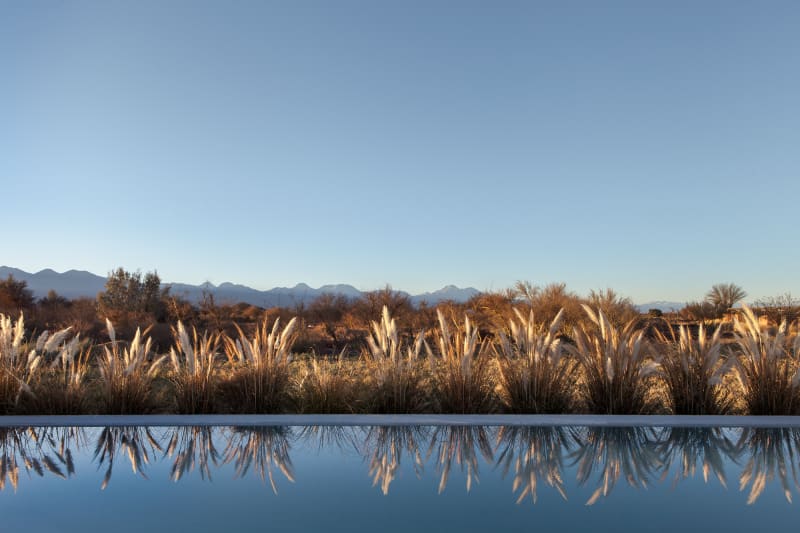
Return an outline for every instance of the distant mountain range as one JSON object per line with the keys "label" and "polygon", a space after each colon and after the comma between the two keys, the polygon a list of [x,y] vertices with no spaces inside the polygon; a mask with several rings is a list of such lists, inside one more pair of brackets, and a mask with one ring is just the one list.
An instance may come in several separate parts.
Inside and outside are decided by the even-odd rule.
{"label": "distant mountain range", "polygon": [[[67,270],[66,272],[56,272],[49,268],[36,273],[25,272],[18,268],[0,266],[0,279],[5,279],[8,275],[14,276],[19,280],[28,283],[28,288],[33,291],[34,296],[42,298],[51,289],[66,298],[94,298],[97,293],[105,289],[106,277],[86,272],[85,270]],[[308,304],[321,294],[337,294],[348,298],[360,298],[364,292],[356,289],[352,285],[323,285],[318,289],[310,287],[305,283],[298,283],[294,287],[275,287],[274,289],[259,291],[245,285],[235,283],[221,283],[214,285],[204,283],[202,285],[189,285],[187,283],[163,283],[162,286],[169,286],[170,292],[176,296],[186,298],[190,302],[197,303],[203,298],[203,293],[213,294],[217,303],[239,303],[244,302],[259,307],[275,306],[294,306],[298,304]],[[409,294],[397,291],[409,297],[414,305],[419,305],[425,301],[429,304],[437,304],[443,301],[466,302],[471,297],[479,294],[480,291],[473,288],[459,288],[455,285],[447,285],[438,291],[426,292],[423,294]],[[684,303],[656,301],[638,304],[636,306],[642,313],[647,313],[650,309],[661,309],[663,312],[672,312],[683,309]]]}
{"label": "distant mountain range", "polygon": [[[41,270],[36,273],[25,272],[18,268],[0,266],[0,279],[5,279],[12,275],[15,279],[24,280],[28,288],[33,291],[34,296],[41,298],[47,295],[48,291],[54,290],[66,298],[94,298],[97,293],[105,289],[106,277],[92,274],[83,270],[68,270],[66,272],[56,272],[51,269]],[[260,307],[275,306],[294,306],[298,304],[308,304],[322,294],[343,295],[348,298],[359,298],[364,293],[352,285],[323,285],[318,289],[310,287],[305,283],[298,283],[294,287],[276,287],[274,289],[259,291],[245,285],[234,283],[221,283],[214,285],[204,283],[202,285],[189,285],[186,283],[162,283],[162,286],[170,287],[170,293],[186,298],[191,302],[199,302],[203,294],[212,294],[217,303],[247,303]],[[429,304],[436,304],[446,300],[455,302],[466,302],[471,297],[479,294],[480,291],[472,287],[459,288],[448,285],[434,292],[423,294],[407,295],[414,305],[425,301]]]}

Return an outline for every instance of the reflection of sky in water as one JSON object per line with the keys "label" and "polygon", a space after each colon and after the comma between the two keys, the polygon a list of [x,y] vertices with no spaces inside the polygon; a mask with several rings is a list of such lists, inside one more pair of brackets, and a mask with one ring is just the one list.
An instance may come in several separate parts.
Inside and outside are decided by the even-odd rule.
{"label": "reflection of sky in water", "polygon": [[798,451],[794,429],[0,429],[0,525],[763,530],[796,520]]}

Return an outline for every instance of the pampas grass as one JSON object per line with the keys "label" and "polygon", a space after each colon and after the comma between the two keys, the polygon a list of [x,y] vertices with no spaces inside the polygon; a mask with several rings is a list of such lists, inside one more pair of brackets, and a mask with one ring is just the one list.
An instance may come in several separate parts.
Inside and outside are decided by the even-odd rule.
{"label": "pampas grass", "polygon": [[497,390],[510,413],[568,413],[573,409],[573,389],[578,365],[566,357],[558,338],[564,311],[549,328],[526,317],[518,309],[508,322],[509,334],[499,333]]}
{"label": "pampas grass", "polygon": [[788,325],[762,331],[753,310],[742,306],[734,321],[740,355],[734,375],[751,415],[796,415],[800,412],[800,336],[791,339]]}
{"label": "pampas grass", "polygon": [[114,325],[106,320],[110,344],[103,346],[99,360],[101,410],[113,415],[149,413],[154,407],[153,380],[164,362],[150,362],[152,339],[139,328],[130,345],[117,341]]}
{"label": "pampas grass", "polygon": [[355,365],[344,360],[344,352],[335,361],[315,358],[303,363],[297,384],[297,407],[301,413],[353,413],[357,411],[361,385]]}
{"label": "pampas grass", "polygon": [[225,339],[225,355],[231,375],[222,393],[237,413],[278,413],[290,402],[291,349],[297,339],[297,318],[283,330],[276,318],[269,328],[265,320],[252,338],[239,328],[238,339]]}
{"label": "pampas grass", "polygon": [[[46,341],[47,334],[43,333],[39,338]],[[0,414],[12,414],[22,394],[31,393],[30,382],[41,363],[41,355],[35,348],[28,350],[25,343],[22,314],[16,322],[12,322],[10,316],[0,314]]]}
{"label": "pampas grass", "polygon": [[200,337],[194,328],[190,336],[180,321],[172,335],[175,346],[169,351],[170,381],[176,411],[181,414],[216,412],[219,336],[206,332]]}
{"label": "pampas grass", "polygon": [[15,323],[0,314],[0,414],[82,411],[88,354],[76,360],[79,340],[69,332],[44,331],[31,345],[22,314]]}
{"label": "pampas grass", "polygon": [[724,379],[735,363],[722,349],[721,327],[709,336],[700,325],[697,338],[681,326],[678,338],[661,338],[663,353],[659,375],[667,385],[672,412],[676,415],[725,415],[734,407],[734,397]]}
{"label": "pampas grass", "polygon": [[590,322],[574,329],[570,351],[581,363],[586,410],[607,415],[656,411],[649,392],[659,366],[645,351],[644,331],[633,322],[615,327],[600,309],[583,309]]}
{"label": "pampas grass", "polygon": [[405,346],[397,332],[397,323],[383,306],[380,322],[372,322],[364,352],[368,397],[371,413],[417,413],[427,407],[420,368],[420,352],[425,333],[420,331],[410,346]]}
{"label": "pampas grass", "polygon": [[[77,415],[88,412],[87,377],[91,347],[81,346],[76,335],[62,345],[51,345],[50,348],[57,350],[56,356],[46,367],[42,365],[44,368],[31,384],[31,394],[22,399],[19,411],[37,415]],[[46,351],[44,355],[49,356]]]}
{"label": "pampas grass", "polygon": [[431,358],[433,389],[439,412],[470,414],[495,410],[487,344],[478,338],[469,317],[463,328],[451,330],[441,310],[436,310],[438,358]]}

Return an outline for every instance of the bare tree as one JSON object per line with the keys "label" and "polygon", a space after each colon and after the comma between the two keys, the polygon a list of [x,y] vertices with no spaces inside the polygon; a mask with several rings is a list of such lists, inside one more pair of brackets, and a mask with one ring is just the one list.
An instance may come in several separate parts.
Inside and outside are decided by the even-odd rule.
{"label": "bare tree", "polygon": [[717,316],[744,300],[747,293],[734,283],[717,283],[706,294],[706,302],[714,306]]}
{"label": "bare tree", "polygon": [[775,325],[780,325],[784,320],[791,324],[800,318],[800,299],[793,298],[788,292],[756,300],[755,306],[759,315],[766,316]]}

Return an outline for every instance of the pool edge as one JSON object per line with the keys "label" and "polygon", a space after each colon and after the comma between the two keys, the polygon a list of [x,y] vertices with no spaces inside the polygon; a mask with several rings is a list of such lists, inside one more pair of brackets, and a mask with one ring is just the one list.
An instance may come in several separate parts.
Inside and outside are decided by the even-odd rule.
{"label": "pool edge", "polygon": [[0,416],[21,426],[683,426],[800,427],[800,416],[678,415],[66,415]]}

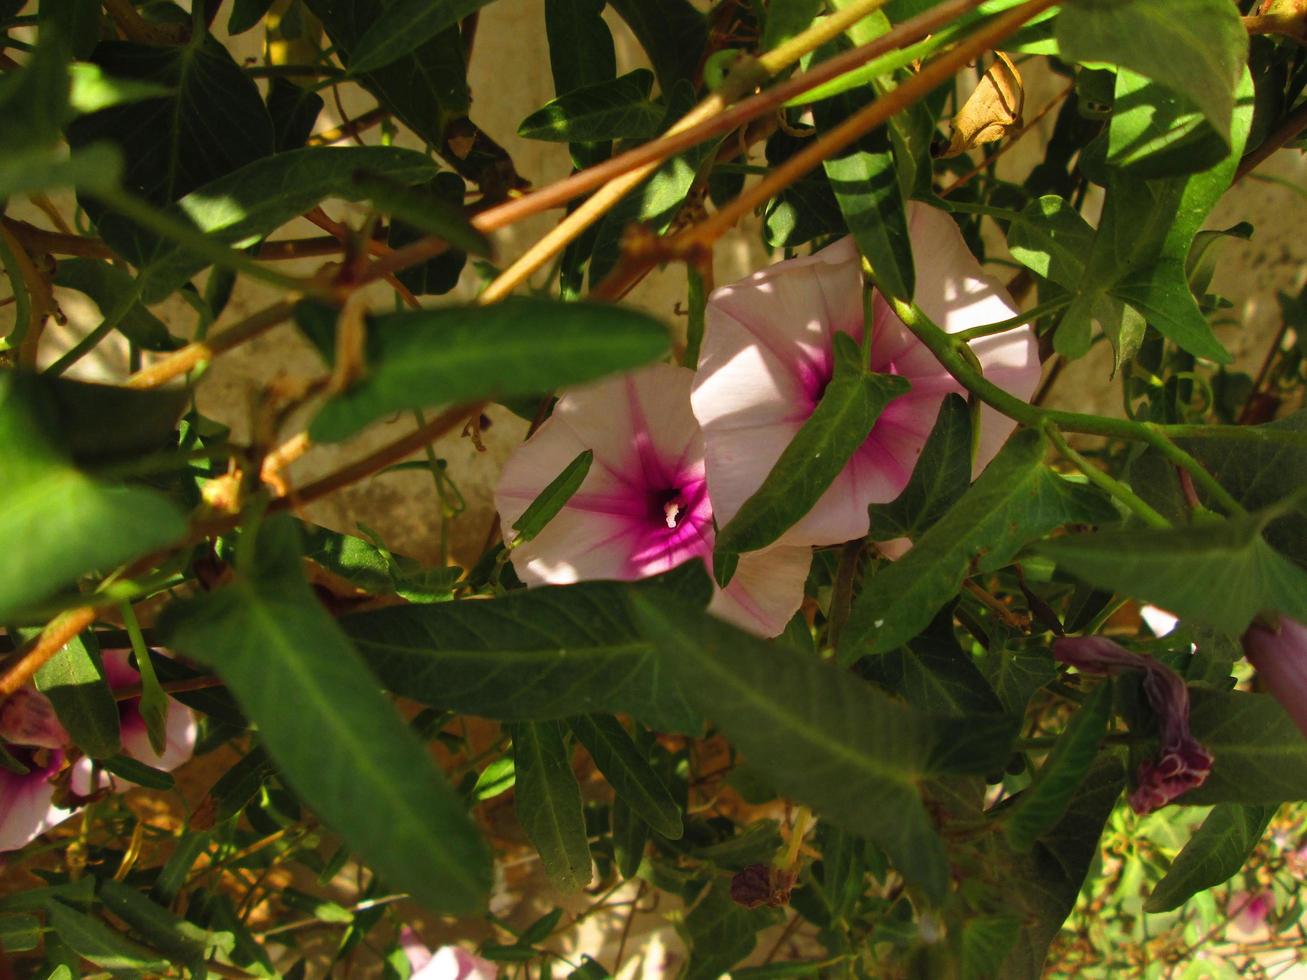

§ **Task brief**: When a line of the material holds the string "after", copy that line.

§ **Answer section**:
Return an outline for every instance of the distant mountain range as one JSON object per line with the keys "label" and "polygon", a space after each colon and after the comma between the two keys, the polygon a list of [x,y] vertices with no spaces inside the polygon; a mask with several rings is a list of such lists, inside one more pair of brackets, and a mask with one ring is just the one list.
Return an outline for every instance of the reflection of sky in water as one JSON object per line with the keys "label" and "polygon", a space after each colon and after the comma between the two keys, the polygon a list of [x,y] vertices with no spaces inside the polygon; a mask with several rings is a list of such lists, inside one more pair of brackets, and a mask with one ring is just the one list.
Return an outline for every instance of the pampas grass as one JSON object per line with the keys "label" and "polygon", a space after each colon and after the comma between the two keys, the polygon a list of [x,y] vertices with no spaces inside the polygon; a mask with several rings is a list of such lists, inside one more pair of brackets, and a mask with one ring is just the one list.
Return an outline for every instance of the bare tree as one JSON object per line with the keys "label" and "polygon", a space after each colon and after the comma between the two keys, the polygon a list of [x,y] vertices with no spaces inside the polygon; a mask with several rings is a list of such lists, inside one more pair of brackets, and a mask with one ring is just the one list.
Return an outline for every instance of the pool edge as one JSON object per line with the keys "label" and "polygon", a space after each colon and after the comma between the two keys, the polygon a list of [x,y] vertices with no spaces inside the polygon; a mask with several rings is a list of such lists, inside one more pair of brackets, and a mask with one ring is just the one list.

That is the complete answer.